■ **Instructions to follow**:
Images aside, return all the entries exactly.

--- Material to process Enclosed Below ---

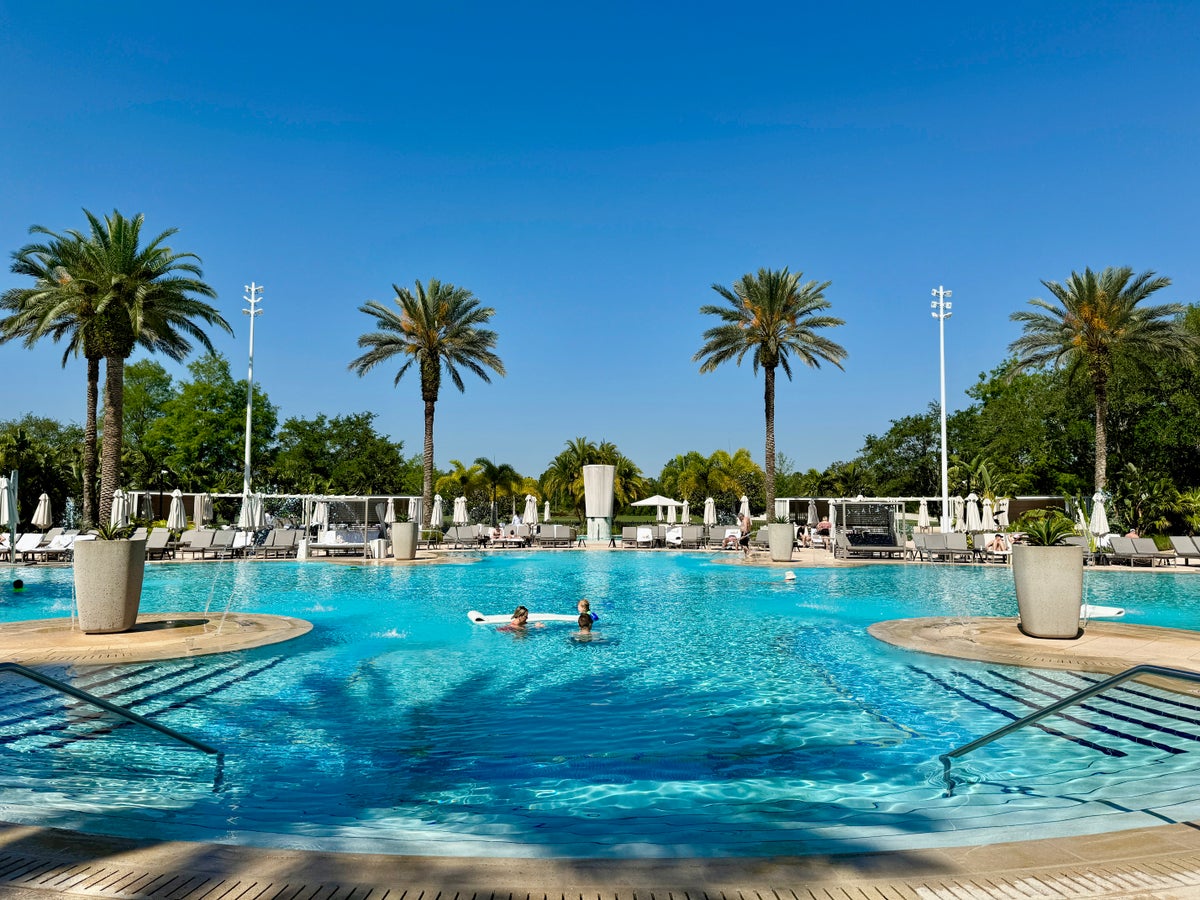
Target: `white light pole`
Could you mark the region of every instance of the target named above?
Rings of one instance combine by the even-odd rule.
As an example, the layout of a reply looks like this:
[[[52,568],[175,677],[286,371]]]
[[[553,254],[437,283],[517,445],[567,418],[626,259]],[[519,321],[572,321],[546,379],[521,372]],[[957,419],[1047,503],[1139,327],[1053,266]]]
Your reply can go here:
[[[938,351],[942,363],[942,533],[950,530],[950,480],[946,470],[946,320],[950,318],[950,304],[946,298],[950,291],[940,284],[933,289],[937,297],[930,306],[933,307],[933,317],[938,320]]]
[[[243,309],[250,317],[250,371],[246,375],[246,465],[242,469],[242,503],[250,496],[250,420],[254,413],[254,319],[262,315],[257,305],[262,302],[262,285],[253,281],[246,285],[246,296],[242,299],[250,304]]]

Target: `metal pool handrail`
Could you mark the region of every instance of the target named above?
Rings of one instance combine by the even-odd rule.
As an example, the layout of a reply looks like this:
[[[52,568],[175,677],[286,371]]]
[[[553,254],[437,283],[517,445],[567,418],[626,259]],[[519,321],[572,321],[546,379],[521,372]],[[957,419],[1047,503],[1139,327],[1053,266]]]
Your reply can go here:
[[[1172,669],[1167,666],[1154,666],[1145,664],[1134,666],[1132,669],[1126,669],[1124,672],[1113,675],[1111,678],[1106,678],[1104,681],[1098,681],[1089,687],[1082,688],[1071,694],[1069,697],[1064,697],[1062,700],[1056,700],[1049,706],[1042,707],[1037,712],[1032,712],[1027,716],[1023,716],[1020,719],[1009,722],[1007,725],[997,728],[995,731],[985,734],[983,737],[976,738],[969,744],[963,744],[961,747],[957,747],[954,750],[951,750],[949,753],[941,754],[938,759],[942,761],[942,776],[946,779],[947,795],[954,793],[954,781],[950,777],[950,760],[954,757],[966,756],[973,750],[978,750],[984,744],[990,744],[997,738],[1002,738],[1006,734],[1010,734],[1019,728],[1024,728],[1026,725],[1032,725],[1039,719],[1044,719],[1046,716],[1053,715],[1060,710],[1066,709],[1068,706],[1079,703],[1081,700],[1086,700],[1088,697],[1095,696],[1101,691],[1108,690],[1110,687],[1114,687],[1122,682],[1129,681],[1132,678],[1137,678],[1139,675],[1159,675],[1163,678],[1179,678],[1183,681],[1194,681],[1200,683],[1200,674],[1197,674],[1196,672],[1189,672],[1186,669]]]
[[[139,716],[132,710],[128,710],[123,706],[117,706],[115,703],[109,703],[107,700],[101,700],[95,694],[89,694],[87,691],[81,691],[79,688],[72,687],[65,682],[59,681],[57,678],[51,678],[49,675],[43,675],[41,672],[35,672],[33,669],[28,669],[19,663],[0,663],[0,674],[4,672],[12,672],[14,675],[24,675],[31,681],[36,681],[38,684],[44,684],[46,687],[53,688],[56,691],[60,691],[61,693],[67,694],[70,697],[74,697],[76,700],[82,700],[85,703],[91,703],[93,706],[98,706],[110,713],[115,713],[118,716],[128,719],[130,722],[136,722],[139,725],[145,725],[147,728],[153,728],[155,731],[167,735],[167,737],[173,737],[177,741],[183,741],[183,743],[187,744],[189,747],[194,747],[197,750],[203,750],[205,753],[214,753],[218,757],[224,756],[220,750],[217,750],[215,747],[210,747],[208,744],[205,744],[202,741],[197,741],[185,734],[180,734],[178,731],[168,728],[166,725],[160,725],[157,722],[151,722],[149,719]]]

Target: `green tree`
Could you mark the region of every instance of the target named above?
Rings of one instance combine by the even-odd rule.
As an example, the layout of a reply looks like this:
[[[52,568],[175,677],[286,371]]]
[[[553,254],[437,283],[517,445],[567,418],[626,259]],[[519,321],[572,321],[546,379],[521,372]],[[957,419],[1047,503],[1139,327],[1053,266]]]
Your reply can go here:
[[[503,375],[504,363],[493,349],[496,333],[481,327],[496,311],[490,306],[480,306],[466,288],[431,278],[428,287],[417,281],[414,291],[396,285],[392,289],[396,292],[394,309],[377,300],[359,307],[360,312],[375,320],[379,330],[359,337],[358,346],[368,349],[350,363],[350,369],[362,376],[398,356],[403,364],[393,384],[399,384],[404,373],[414,363],[417,365],[425,404],[425,471],[421,488],[425,502],[421,524],[428,527],[433,503],[433,416],[441,391],[442,371],[462,392],[466,388],[459,369],[474,372],[490,383],[488,369]]]
[[[566,448],[551,460],[539,479],[542,495],[560,508],[574,510],[580,522],[585,512],[583,467],[613,467],[613,503],[616,508],[643,496],[646,480],[633,460],[621,453],[611,441],[596,444],[586,437],[567,441]]]
[[[235,380],[229,360],[206,353],[188,366],[190,380],[163,404],[146,431],[146,453],[185,490],[241,490],[246,440],[246,380]],[[256,383],[250,462],[254,478],[270,471],[278,410]],[[232,476],[236,473],[237,478]],[[144,485],[149,486],[149,485]]]
[[[486,490],[482,471],[478,464],[464,465],[461,460],[450,460],[450,471],[437,480],[434,485],[443,497],[466,497],[467,503],[472,496]]]
[[[50,506],[62,516],[67,498],[77,488],[74,462],[82,437],[77,425],[62,425],[54,419],[32,414],[0,422],[0,474],[16,469],[17,509],[21,521],[29,522],[38,498],[49,494]]]
[[[1016,354],[1012,372],[1065,364],[1082,372],[1095,402],[1095,489],[1104,490],[1108,472],[1109,382],[1118,359],[1173,358],[1190,361],[1200,344],[1182,327],[1178,303],[1140,306],[1171,283],[1153,272],[1134,276],[1128,267],[1099,274],[1072,272],[1066,284],[1043,281],[1054,301],[1034,298],[1031,310],[1018,310],[1012,320],[1022,325],[1010,349]]]
[[[859,461],[887,497],[932,497],[941,493],[940,416],[936,403],[918,415],[893,419],[882,435],[863,439]]]
[[[407,494],[420,488],[419,458],[406,459],[402,442],[379,434],[373,412],[289,418],[277,442],[267,480],[282,493]]]
[[[741,365],[751,355],[755,373],[763,370],[763,407],[766,414],[766,507],[775,504],[775,370],[791,380],[790,357],[795,356],[812,368],[825,361],[842,368],[846,350],[820,332],[845,323],[823,315],[830,304],[824,291],[830,282],[800,283],[803,273],[759,269],[757,275],[743,275],[729,289],[714,284],[713,290],[728,305],[700,307],[704,315],[717,316],[722,324],[704,332],[704,346],[692,357],[701,372],[711,372],[723,363],[735,360]]]
[[[475,465],[479,466],[479,478],[487,485],[491,495],[492,525],[495,526],[497,523],[496,500],[505,495],[514,496],[517,485],[521,483],[521,475],[508,463],[496,463],[486,456],[478,457]]]
[[[161,364],[139,359],[125,367],[126,483],[148,485],[161,471],[163,461],[149,452],[146,435],[174,396],[174,382]]]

--- End of Enclosed Material to process ---

■ **Exercise answer**:
Target: `white light pole`
Could you mark the region of every instance of the target named above?
Rings of one instance combine by the even-odd rule.
As an example, the layout of a reply looks like this:
[[[52,568],[175,677],[286,371]]]
[[[553,254],[437,283],[517,445],[567,418],[626,259]],[[519,321],[572,321],[546,379],[521,372]],[[957,419],[1047,503],[1139,327],[1053,266]]]
Your reply can go here:
[[[938,351],[942,363],[942,533],[950,530],[950,480],[946,470],[946,320],[950,318],[950,304],[946,298],[950,291],[940,284],[933,289],[937,297],[930,306],[933,307],[933,317],[938,320]]]
[[[243,309],[250,317],[250,371],[246,375],[246,465],[242,469],[242,503],[250,496],[250,420],[254,413],[254,319],[262,315],[257,305],[262,302],[262,285],[253,281],[246,285],[246,296],[242,299],[250,304]]]

Target: `metal pool handrail`
Could you mark the region of every instance of the target named above?
Rings of one instance combine by the even-odd rule.
As an example, the layout of a reply looks like this:
[[[52,568],[175,677],[286,371]]]
[[[553,254],[437,283],[517,445],[567,418],[626,259]],[[519,321],[572,321],[546,379],[521,372]],[[957,419],[1047,503],[1139,327],[1053,266]]]
Your reply can go here:
[[[1172,669],[1167,666],[1154,666],[1145,664],[1134,666],[1132,669],[1126,669],[1124,672],[1113,675],[1111,678],[1106,678],[1104,681],[1098,681],[1089,687],[1082,688],[1071,694],[1069,697],[1064,697],[1062,700],[1056,700],[1049,706],[1042,707],[1037,712],[1032,712],[1027,716],[1023,716],[1020,719],[1009,722],[1007,725],[997,728],[995,731],[985,734],[983,737],[976,738],[969,744],[963,744],[961,747],[957,747],[954,750],[951,750],[949,753],[941,754],[938,759],[942,761],[942,776],[946,779],[947,795],[954,793],[954,781],[950,777],[950,760],[954,757],[966,756],[973,750],[978,750],[984,744],[990,744],[997,738],[1002,738],[1006,734],[1010,734],[1019,728],[1024,728],[1026,725],[1032,725],[1039,719],[1044,719],[1046,716],[1053,715],[1060,710],[1066,709],[1068,706],[1079,703],[1081,700],[1086,700],[1088,697],[1095,696],[1101,691],[1108,690],[1110,687],[1114,687],[1122,682],[1129,681],[1132,678],[1137,678],[1139,675],[1159,675],[1163,678],[1179,678],[1183,681],[1194,681],[1200,683],[1200,674],[1197,674],[1196,672],[1189,672],[1186,669]]]
[[[139,716],[132,710],[128,710],[123,706],[117,706],[115,703],[109,703],[107,700],[101,700],[95,694],[89,694],[87,691],[81,691],[79,688],[72,687],[65,682],[59,681],[57,678],[51,678],[49,675],[43,675],[41,672],[35,672],[33,669],[28,669],[19,663],[0,663],[0,674],[4,672],[12,672],[14,675],[24,675],[31,681],[36,681],[38,684],[44,684],[46,687],[53,688],[56,691],[60,691],[61,693],[67,694],[70,697],[74,697],[76,700],[82,700],[85,703],[91,703],[93,706],[98,706],[110,713],[115,713],[118,716],[128,719],[130,722],[136,722],[139,725],[145,725],[147,728],[153,728],[155,731],[167,735],[167,737],[173,737],[177,741],[183,741],[183,743],[187,744],[189,747],[194,747],[197,750],[203,750],[205,753],[214,753],[218,757],[224,756],[220,750],[217,750],[215,747],[210,747],[208,744],[205,744],[202,741],[197,741],[185,734],[180,734],[178,731],[168,728],[166,725],[160,725],[157,722],[151,722],[149,719]]]

Target: `green tree`
Could you mark the region of every instance of the target named above?
Rings of one instance combine by the even-odd rule.
As an example, the layout of a reply looks like this:
[[[52,568],[175,677],[286,371]]]
[[[553,254],[437,283],[517,445],[567,418],[626,259]],[[519,321],[572,321],[546,379],[521,372]],[[957,419],[1047,503],[1139,327],[1053,266]]]
Your reply can go here:
[[[503,375],[504,363],[493,349],[496,333],[481,327],[496,311],[490,306],[480,306],[466,288],[431,278],[428,287],[417,281],[414,291],[396,285],[392,289],[396,292],[394,309],[377,300],[359,307],[360,312],[375,320],[379,330],[359,337],[358,346],[368,349],[350,363],[350,369],[362,376],[398,356],[403,364],[393,384],[399,384],[404,373],[414,363],[417,365],[425,404],[425,471],[421,488],[425,502],[421,524],[428,527],[433,503],[433,416],[441,391],[442,371],[462,392],[466,388],[459,369],[474,372],[490,383],[488,369]]]
[[[566,448],[551,460],[539,479],[542,495],[560,508],[574,510],[580,522],[585,512],[583,467],[613,467],[613,503],[616,508],[643,496],[646,480],[633,460],[621,453],[611,441],[596,444],[586,437],[567,441]]]
[[[235,380],[229,360],[206,353],[188,366],[190,380],[163,404],[146,431],[146,453],[185,490],[241,490],[246,440],[246,380]],[[256,383],[250,462],[254,478],[270,471],[278,410]],[[232,476],[236,473],[237,478]],[[144,485],[149,486],[149,485]]]
[[[486,490],[482,471],[478,464],[464,465],[461,460],[450,460],[450,471],[437,480],[434,485],[443,497],[466,497],[467,503],[472,496]]]
[[[50,506],[62,516],[67,498],[77,488],[74,462],[82,437],[77,425],[62,425],[54,419],[32,414],[0,422],[0,474],[16,469],[17,509],[21,521],[29,522],[38,498],[49,494]]]
[[[1016,354],[1012,372],[1065,364],[1082,372],[1095,402],[1095,489],[1104,490],[1108,472],[1109,382],[1118,359],[1173,358],[1190,361],[1200,344],[1182,327],[1178,303],[1140,306],[1171,283],[1153,272],[1134,276],[1128,267],[1099,274],[1072,272],[1066,284],[1043,281],[1054,301],[1034,298],[1031,310],[1018,310],[1012,320],[1022,325],[1010,349]]]
[[[859,461],[887,497],[932,497],[941,493],[940,416],[936,403],[918,415],[893,419],[882,435],[863,439]]]
[[[407,494],[420,488],[419,458],[406,459],[402,442],[379,434],[373,412],[289,418],[277,442],[267,480],[282,493]]]
[[[741,365],[751,355],[755,373],[763,370],[763,407],[766,414],[766,507],[775,504],[775,370],[791,380],[790,357],[795,356],[812,368],[825,361],[842,368],[846,350],[820,332],[845,323],[823,315],[830,304],[824,291],[830,282],[800,283],[803,273],[759,269],[757,275],[743,275],[729,289],[714,284],[713,290],[728,305],[700,307],[704,315],[717,316],[722,324],[704,332],[704,346],[692,357],[701,372],[711,372],[723,363],[735,360]]]
[[[475,465],[479,466],[479,478],[487,485],[491,495],[492,525],[495,526],[497,523],[496,500],[505,495],[514,496],[517,485],[521,483],[521,475],[508,463],[496,463],[486,456],[478,457]]]
[[[161,364],[139,359],[125,367],[126,483],[148,485],[161,471],[163,461],[149,452],[146,435],[174,396],[174,382]]]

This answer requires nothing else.